* **SET PROBLEM 1**
Using the passage on true religion, answer these:
(a) What is the nature of love, according to the passage?
(b) In the words quoted from the spouse, what has been put off?
(c) Toward what does the Apostle say he presses?

4. The active spirit of true religion, where it is in the soul, will not suffer men to take up their rest in some measures of grace received; and so far as the soul doth so, it is sluggish and less active than it ought to be. This, indeed, ofttimes comes to pass, when the soul is under some distemper of proud selfishness, earthly-mindedness, or the like; or is less apprehensive of its object and happiness; as it seems to have been the case of the spouse, "I have put off my coat; how shall I put it on? I have washed my feet; how shall I defile them ?" Some such fainting fits, languishings, surfeitings, insensibleness, must be allowed to be in the godly soul during its imprisoned and imperfect state: but we must not judge ourselves by any present distempers, or infirmities. The nature of religion, when it acts the soul rightly and powerfully, is to carry after it a more lively resemblance of God, which is the most proper and excellent enjoyment of him. A mind rightly and actually sound is most sick of love; and the nature of love is, not to know when it is near enough to its object, but still to long after the most perfect conjunction with it. This well of water, if it be not violently obstructed for a time, is ever springing up till it be swallowed up in the ocean of divine love and grace. The soul that is rightly acquainted with

itself and its God, sees something still wanting in itself, and to be enjoyed in him, which makes it that it cannot be at rest, but is still springing up into him, till it come to the measure of the stature of the fulness of its Lord. In this holy, loving, longing, striving, active temper, we find the great Apostle: "Not as though I had already attained, either were already perfect; but I follow after, if that I may apprehend that for which also I am apprehended of Christ Jesus. Brethren, I count not myself to have apprehended: but this one thing I do, forgetting those things which are behind, and reaching forth unto those things which are before, I press toward the mark, for the prize of the high calling of God in Christ Jesus." And by how much the more of divine grace any soul hath drunk in, the more thirsty is it after much more.

* **SET PROBLEM 2**
Convert the records, starting at the line containing "For the benchmark, mark every instance of the mirror" and ending at the line containing "[[360, 298], [386, 300]]", into a Markdown table with the columns Number and Record line, one row per line and blank lines omitted.

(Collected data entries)
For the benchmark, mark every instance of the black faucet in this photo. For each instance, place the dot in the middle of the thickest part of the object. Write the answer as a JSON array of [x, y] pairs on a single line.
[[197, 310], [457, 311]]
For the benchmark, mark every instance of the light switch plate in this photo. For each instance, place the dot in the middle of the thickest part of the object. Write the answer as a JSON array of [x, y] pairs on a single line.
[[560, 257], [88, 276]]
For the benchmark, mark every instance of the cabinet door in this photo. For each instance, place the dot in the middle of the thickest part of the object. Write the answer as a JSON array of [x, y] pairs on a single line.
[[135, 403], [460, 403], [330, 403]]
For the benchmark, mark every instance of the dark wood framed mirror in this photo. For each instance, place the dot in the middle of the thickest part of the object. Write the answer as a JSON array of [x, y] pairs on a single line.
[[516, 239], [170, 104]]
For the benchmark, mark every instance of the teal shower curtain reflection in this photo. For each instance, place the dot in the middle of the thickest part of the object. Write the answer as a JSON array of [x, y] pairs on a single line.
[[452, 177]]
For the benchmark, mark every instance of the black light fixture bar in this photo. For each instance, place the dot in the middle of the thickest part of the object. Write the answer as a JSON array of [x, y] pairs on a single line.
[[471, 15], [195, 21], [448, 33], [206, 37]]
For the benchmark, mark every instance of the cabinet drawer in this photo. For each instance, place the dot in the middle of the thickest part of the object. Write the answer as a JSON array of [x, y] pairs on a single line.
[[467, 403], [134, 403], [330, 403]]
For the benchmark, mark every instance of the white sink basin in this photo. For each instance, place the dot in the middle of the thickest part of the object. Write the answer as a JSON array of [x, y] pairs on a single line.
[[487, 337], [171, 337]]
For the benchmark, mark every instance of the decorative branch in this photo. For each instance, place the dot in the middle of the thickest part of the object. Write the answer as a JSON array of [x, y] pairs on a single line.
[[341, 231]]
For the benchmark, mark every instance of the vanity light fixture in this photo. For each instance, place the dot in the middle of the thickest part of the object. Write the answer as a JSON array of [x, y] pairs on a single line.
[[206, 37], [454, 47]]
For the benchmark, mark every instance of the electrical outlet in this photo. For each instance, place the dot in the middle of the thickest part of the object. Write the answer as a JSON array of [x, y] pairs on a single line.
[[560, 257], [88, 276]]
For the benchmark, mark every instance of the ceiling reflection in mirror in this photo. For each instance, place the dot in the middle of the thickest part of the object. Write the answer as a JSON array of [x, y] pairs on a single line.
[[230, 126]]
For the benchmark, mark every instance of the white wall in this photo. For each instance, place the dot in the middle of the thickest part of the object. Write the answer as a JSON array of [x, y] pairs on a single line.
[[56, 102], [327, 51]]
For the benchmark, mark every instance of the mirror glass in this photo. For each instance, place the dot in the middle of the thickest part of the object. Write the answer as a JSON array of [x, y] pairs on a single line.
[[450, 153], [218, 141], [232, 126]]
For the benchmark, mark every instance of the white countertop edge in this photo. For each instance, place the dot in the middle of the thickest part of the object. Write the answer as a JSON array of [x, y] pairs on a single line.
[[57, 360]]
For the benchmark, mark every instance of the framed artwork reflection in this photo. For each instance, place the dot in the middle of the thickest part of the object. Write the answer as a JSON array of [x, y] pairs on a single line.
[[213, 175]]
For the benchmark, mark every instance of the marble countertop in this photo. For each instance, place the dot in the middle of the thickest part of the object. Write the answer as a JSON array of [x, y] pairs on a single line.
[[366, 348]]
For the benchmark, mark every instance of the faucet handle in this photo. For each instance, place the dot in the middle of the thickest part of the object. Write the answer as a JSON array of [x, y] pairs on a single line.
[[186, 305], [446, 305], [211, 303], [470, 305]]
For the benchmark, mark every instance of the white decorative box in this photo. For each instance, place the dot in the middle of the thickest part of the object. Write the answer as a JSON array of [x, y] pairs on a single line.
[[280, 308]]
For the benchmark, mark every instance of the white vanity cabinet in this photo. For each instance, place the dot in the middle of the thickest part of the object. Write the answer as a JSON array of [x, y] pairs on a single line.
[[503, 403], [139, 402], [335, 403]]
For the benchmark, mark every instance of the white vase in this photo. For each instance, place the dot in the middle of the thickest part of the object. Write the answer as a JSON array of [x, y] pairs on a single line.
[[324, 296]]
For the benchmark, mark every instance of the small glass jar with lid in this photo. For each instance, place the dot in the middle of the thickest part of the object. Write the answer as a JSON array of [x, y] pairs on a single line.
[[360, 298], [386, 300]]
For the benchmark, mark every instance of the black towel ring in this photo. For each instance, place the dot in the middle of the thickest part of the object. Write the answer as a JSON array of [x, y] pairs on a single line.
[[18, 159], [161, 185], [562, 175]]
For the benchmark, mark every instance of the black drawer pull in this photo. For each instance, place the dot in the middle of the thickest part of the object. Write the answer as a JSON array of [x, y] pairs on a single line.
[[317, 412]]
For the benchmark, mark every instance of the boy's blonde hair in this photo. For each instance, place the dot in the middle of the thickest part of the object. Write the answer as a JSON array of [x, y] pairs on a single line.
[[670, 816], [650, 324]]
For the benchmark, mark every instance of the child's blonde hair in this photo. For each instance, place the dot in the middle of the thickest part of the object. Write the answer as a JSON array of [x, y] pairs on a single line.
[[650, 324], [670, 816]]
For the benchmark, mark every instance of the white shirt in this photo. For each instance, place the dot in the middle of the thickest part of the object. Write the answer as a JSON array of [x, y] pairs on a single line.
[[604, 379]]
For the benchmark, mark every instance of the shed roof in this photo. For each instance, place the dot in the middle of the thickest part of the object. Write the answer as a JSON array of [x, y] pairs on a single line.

* **FULL SOLUTION 1**
(a) Not to know when it is near enough to its object, but still to long after the most perfect conjunction with it.
(b) The coat.
(c) The mark, for the prize of the high calling of God in Christ Jesus.

* **FULL SOLUTION 2**
| Number | Record line |
|---|---|
| 1 | For the benchmark, mark every instance of the mirror glass in this photo. For each instance, place the dot in the middle of the thickest part of the object. Write the answer as a JSON array of [x, y] pairs on a single line. |
| 2 | [[450, 153], [218, 141], [232, 126]] |
| 3 | For the benchmark, mark every instance of the white countertop edge in this photo. For each instance, place the dot in the middle of the thickest part of the object. Write the answer as a JSON array of [x, y] pairs on a single line. |
| 4 | [[57, 360]] |
| 5 | For the benchmark, mark every instance of the framed artwork reflection in this photo. For each instance, place the dot in the middle of the thickest part of the object. Write the answer as a JSON array of [x, y] pairs on a single line. |
| 6 | [[213, 175]] |
| 7 | For the benchmark, mark every instance of the marble countertop in this photo. For each instance, place the dot in the middle of the thickest part of the object. Write the answer as a JSON array of [x, y] pairs on a single line. |
| 8 | [[366, 348]] |
| 9 | For the benchmark, mark every instance of the faucet handle in this photo. For each instance, place the dot in the middle of the thickest part of the object. Write the answer as a JSON array of [x, y] pairs on a single line. |
| 10 | [[186, 305], [446, 305], [211, 303], [470, 305]] |
| 11 | For the benchmark, mark every instance of the white decorative box in this photo. For each instance, place the dot in the middle of the thickest part of the object. Write the answer as a JSON array of [x, y] pairs on a single line. |
| 12 | [[280, 308]] |
| 13 | For the benchmark, mark every instance of the white vanity cabinet in this photo. For each instance, place the dot in the middle of the thickest part of the object. Write the answer as a JSON array of [x, y] pairs on a single line. |
| 14 | [[503, 403], [139, 402], [335, 403]] |
| 15 | For the benchmark, mark every instance of the white vase in this photo. For each instance, place the dot in the middle of the thickest part of the object. Write the answer as a JSON array of [x, y] pairs on a single line. |
| 16 | [[324, 296]] |
| 17 | For the benchmark, mark every instance of the small glass jar with lid in this photo. For each instance, place the dot in the middle of the thickest part of the object. Write the answer as a JSON array of [x, y] pairs on a single line. |
| 18 | [[360, 298], [386, 300]] |